◆ **Source extract**
The condensate trap is a device inside a condensing boiler which collects water from the condensing process before it is expelled into the sewer via the condensate pipe. The purpose of the trap is to prevent toxic gases from entering the condensate pipe, and to manage the flow of condensate fluid out of the boiler.
Condensate trap overview
The condensing process
When a boiler burns a fuel, one of the end products of the combustion process is water vapour. In a non-condensing boiler, this water vapour is simply expelled out of the flue. However, the water vapour is hot: it carries heat energy. This is why non-condensing boilers generally only have an energy efficiency rating of 50-80%. For every £1 you spend on fuel, 20 to 50p’s worth of heat is simply being pumped outside.
This is where condensing boilers come in. Condensing boilers draw the heat energy out of that water vapour to the extent that it condenses and turns into a liquid – water. By recovering this heat which would otherwise be wasted, condensing boilers typically have an energy efficiency rating of around 90%.
More on this topic: Condensing vs. Non-condensing boilers – what’s the difference?
The condensate trap itself
This water, or condensate as its known, is then expelled into the sewer via the condensate pipe. But before this happens, the water is collected in the boiler’s sump. It then flows into the condensate trap.

◆ **Requirement**
Copy the entire condensate trap text word for word, keeping every heading and line. The rows that follow are separate material and have no connection to the condensate trap text.

◆ **Source data**
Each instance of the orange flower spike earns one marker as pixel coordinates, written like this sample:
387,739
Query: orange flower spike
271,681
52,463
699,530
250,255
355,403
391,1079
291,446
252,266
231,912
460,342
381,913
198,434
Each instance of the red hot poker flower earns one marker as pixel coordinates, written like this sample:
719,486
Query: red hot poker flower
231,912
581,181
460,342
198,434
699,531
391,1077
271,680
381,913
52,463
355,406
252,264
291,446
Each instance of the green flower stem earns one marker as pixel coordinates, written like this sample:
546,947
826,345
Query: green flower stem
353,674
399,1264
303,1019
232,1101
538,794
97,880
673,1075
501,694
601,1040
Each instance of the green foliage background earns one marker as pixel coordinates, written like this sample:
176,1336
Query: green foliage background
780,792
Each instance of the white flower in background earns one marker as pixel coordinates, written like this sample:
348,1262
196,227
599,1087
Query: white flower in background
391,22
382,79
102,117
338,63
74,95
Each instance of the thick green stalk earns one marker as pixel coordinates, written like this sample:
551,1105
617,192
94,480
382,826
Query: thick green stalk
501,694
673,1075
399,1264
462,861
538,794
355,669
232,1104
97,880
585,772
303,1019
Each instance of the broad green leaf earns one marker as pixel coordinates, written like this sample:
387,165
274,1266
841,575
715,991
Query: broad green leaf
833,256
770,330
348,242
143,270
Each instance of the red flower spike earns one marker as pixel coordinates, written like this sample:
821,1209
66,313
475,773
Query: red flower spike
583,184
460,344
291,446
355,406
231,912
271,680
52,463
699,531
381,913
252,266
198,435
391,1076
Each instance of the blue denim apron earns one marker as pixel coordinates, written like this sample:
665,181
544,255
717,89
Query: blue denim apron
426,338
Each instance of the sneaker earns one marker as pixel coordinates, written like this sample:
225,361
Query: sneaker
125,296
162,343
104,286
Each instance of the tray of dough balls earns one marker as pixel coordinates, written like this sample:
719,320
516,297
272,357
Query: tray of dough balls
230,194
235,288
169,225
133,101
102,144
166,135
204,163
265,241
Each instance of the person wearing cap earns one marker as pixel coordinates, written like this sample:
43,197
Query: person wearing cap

◆ **Result of this task**
The condensate trap is a device inside a condensing boiler which collects water from the condensing process before it is expelled into the sewer via the condensate pipe. The purpose of the trap is to prevent toxic gases from entering the condensate pipe, and to manage the flow of condensate fluid out of the boiler.
Condensate trap overview
The condensing process
When a boiler burns a fuel, one of the end products of the combustion process is water vapour. In a non-condensing boiler, this water vapour is simply expelled out of the flue. However, the water vapour is hot: it carries heat energy. This is why non-condensing boilers generally only have an energy efficiency rating of 50-80%. For every £1 you spend on fuel, 20 to 50p’s worth of heat is simply being pumped outside.
This is where condensing boilers come in. Condensing boilers draw the heat energy out of that water vapour to the extent that it condenses and turns into a liquid – water. By recovering this heat which would otherwise be wasted, condensing boilers typically have an energy efficiency rating of around 90%.
More on this topic: Condensing vs. Non-condensing boilers – what’s the difference?
The condensate trap itself
This water, or condensate as its known, is then expelled into the sewer via the condensate pipe. But before this happens, the water is collected in the boiler’s sump. It then flows into the condensate trap.